** Records to use **
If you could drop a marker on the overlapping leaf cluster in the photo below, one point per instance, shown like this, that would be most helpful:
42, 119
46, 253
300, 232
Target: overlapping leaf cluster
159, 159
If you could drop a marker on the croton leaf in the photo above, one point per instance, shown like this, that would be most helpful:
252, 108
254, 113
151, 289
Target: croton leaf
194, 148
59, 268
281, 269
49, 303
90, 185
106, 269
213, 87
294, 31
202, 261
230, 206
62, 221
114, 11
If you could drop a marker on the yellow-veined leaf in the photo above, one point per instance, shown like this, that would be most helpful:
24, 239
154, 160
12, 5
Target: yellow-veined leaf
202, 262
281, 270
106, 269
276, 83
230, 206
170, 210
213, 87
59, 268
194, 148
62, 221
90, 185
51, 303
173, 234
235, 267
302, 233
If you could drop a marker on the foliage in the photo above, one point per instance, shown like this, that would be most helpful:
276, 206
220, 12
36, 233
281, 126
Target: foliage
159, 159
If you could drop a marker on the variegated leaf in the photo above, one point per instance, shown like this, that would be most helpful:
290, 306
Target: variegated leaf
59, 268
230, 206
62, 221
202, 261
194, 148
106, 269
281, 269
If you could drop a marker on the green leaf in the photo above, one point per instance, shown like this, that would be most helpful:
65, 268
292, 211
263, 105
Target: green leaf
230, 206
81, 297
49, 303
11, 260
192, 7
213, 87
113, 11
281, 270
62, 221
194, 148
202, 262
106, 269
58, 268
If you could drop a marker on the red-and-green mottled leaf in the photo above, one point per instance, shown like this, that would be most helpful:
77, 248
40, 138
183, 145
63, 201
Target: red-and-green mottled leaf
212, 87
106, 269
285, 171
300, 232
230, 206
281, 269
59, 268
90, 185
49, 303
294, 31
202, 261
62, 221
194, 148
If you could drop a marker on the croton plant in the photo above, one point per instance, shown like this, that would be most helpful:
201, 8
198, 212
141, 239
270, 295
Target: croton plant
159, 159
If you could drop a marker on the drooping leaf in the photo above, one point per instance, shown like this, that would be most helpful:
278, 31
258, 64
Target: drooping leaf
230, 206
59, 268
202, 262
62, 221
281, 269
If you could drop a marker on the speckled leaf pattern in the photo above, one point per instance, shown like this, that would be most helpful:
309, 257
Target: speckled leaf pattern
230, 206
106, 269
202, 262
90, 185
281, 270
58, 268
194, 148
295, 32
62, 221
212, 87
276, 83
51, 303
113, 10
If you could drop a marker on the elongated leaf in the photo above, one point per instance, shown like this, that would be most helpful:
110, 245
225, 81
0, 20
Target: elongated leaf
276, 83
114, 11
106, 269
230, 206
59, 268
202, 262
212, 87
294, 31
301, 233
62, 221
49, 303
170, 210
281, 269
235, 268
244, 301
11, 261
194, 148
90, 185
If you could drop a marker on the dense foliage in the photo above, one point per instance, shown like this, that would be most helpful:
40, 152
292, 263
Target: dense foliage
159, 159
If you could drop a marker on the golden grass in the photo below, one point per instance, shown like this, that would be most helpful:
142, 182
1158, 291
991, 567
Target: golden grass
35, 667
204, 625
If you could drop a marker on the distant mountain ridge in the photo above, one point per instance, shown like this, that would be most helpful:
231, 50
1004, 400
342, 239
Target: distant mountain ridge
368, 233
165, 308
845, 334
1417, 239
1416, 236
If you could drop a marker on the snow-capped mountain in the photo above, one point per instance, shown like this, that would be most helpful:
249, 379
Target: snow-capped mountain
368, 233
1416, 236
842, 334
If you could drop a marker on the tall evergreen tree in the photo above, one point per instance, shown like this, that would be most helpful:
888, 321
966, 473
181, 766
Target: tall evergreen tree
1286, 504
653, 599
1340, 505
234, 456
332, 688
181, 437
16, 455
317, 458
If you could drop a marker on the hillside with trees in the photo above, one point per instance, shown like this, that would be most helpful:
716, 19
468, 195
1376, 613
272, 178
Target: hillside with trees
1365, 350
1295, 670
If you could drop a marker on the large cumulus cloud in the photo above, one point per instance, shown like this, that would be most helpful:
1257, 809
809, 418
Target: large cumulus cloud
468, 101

** Work instructions **
Set down all of the records above again, word for word and line for line, with nothing changed.

** Task answer **
If you could drop a marker on the overlapping leaf cluster in the photo below, one point per instance, shown like this, that would be most helpful:
42, 119
46, 253
300, 232
Target: overlapping leaf cluster
159, 159
If you could drop a marker on the croton leaf in the photo above, one point per instance, shown like this, that would be most helpful:
252, 108
254, 113
151, 289
Target: croton leaf
194, 148
59, 268
281, 269
49, 303
90, 185
106, 269
213, 87
294, 31
202, 261
230, 206
62, 221
114, 11
If you could drop a marker on the yellow-veined leaf in the photo above, one point per instance, shown like this, that would be most helpful:
24, 239
154, 160
12, 5
Target: yellow-veined leaf
202, 262
281, 270
106, 269
276, 83
230, 206
170, 210
213, 87
59, 268
194, 148
62, 221
90, 185
51, 303
173, 234
235, 267
302, 233
If you could drop a marker on the foliage in the photo above, one point per instance, shown like this, that would be most helpful:
276, 206
220, 12
36, 233
281, 126
Target: foliage
159, 159
If you could drop a marker on the variegated leaf in the photo above, one point per instance, shown like this, that would be most helpful:
290, 306
Target: variegated leaf
59, 268
230, 206
62, 221
202, 261
194, 148
106, 269
281, 269
If you could drop a marker on the green leaf in the photo above, one point per instance, shown like this, that would be most helpful:
65, 268
292, 211
263, 105
Target: green leaf
230, 206
81, 297
49, 303
11, 260
192, 7
213, 87
113, 11
281, 270
62, 221
194, 148
202, 262
106, 269
58, 268
If you could drop a marker on the red-and-green mottled leaf in the photo above, one point per instance, shown like this, that would be most helpful:
77, 248
40, 138
183, 145
63, 201
Target: red-and-green mottled leaf
212, 87
106, 269
285, 171
300, 232
230, 206
281, 269
59, 268
90, 185
49, 303
294, 31
202, 261
62, 221
194, 148
If you could drop a marker on the croton plant in the photo above, one point per instance, shown like this, that would be most helpful:
201, 8
198, 212
141, 239
270, 295
Target: croton plant
159, 159
If you could drop a marker on the drooping leaf in the photo above, one point per instance, shown like this, that would be most helpful:
278, 31
258, 64
Target: drooping leaf
230, 206
59, 268
202, 262
62, 221
281, 269
If you could drop a marker on the speckled leaf pattern in the photo above, one point per instance, shown like this, that would be most helpful:
309, 257
Target: speckled leaf pattern
230, 206
106, 269
202, 262
90, 185
281, 270
58, 268
194, 148
295, 32
62, 221
212, 87
276, 83
51, 303
113, 10
If you could drop a marker on the elongated leaf in the photo above, one point per instance, shown like this, that would be most helpful:
110, 245
225, 81
0, 20
Target: elongated leaf
276, 83
114, 11
106, 269
230, 206
59, 268
202, 262
212, 87
294, 31
301, 233
62, 221
49, 303
170, 210
281, 269
235, 268
244, 301
11, 261
194, 148
90, 185
If you could drop a marker on the dense foliage in the photo above, one point per instance, shown like this, that would be most helpful:
40, 152
292, 263
Target: dense foliage
159, 159
If you could drop a marker on the golden grass in the photo below, one point per instance, shown like this, that would be most helpful:
142, 182
1158, 291
991, 567
Target: golden grass
35, 667
204, 625
If you could drop a marker on the distant mountain ridge in the photo above, one point per instance, shown like this, that would be most helpful:
231, 50
1004, 400
342, 239
Target: distant mountain ridge
368, 233
165, 308
845, 334
1417, 239
1416, 236
If you could drop a marker on the snow-capped mountain in the photo above, one point per instance, shown like this, that would be most helpful:
249, 379
Target: snow-capped mountain
368, 233
1416, 236
842, 334
If you could drop a marker on the tall evergreen tree in the photo above, one point per instance, shown like this, that would be most helpful:
888, 321
966, 473
181, 766
Target: tall evergreen tree
1286, 504
653, 599
1340, 505
234, 456
332, 688
181, 437
16, 455
317, 458
If you could drop a marker on the hillside with trees in the photo above, one point per instance, shown like this, that would be most helpful:
716, 19
468, 195
1376, 613
272, 178
Target: hillside with trees
1365, 350
1295, 670
If you could drop a marker on the large cumulus cloud in the photo above, one point per instance, shown like this, that would be most helpful:
1257, 809
809, 418
Target: large cumulus cloud
468, 101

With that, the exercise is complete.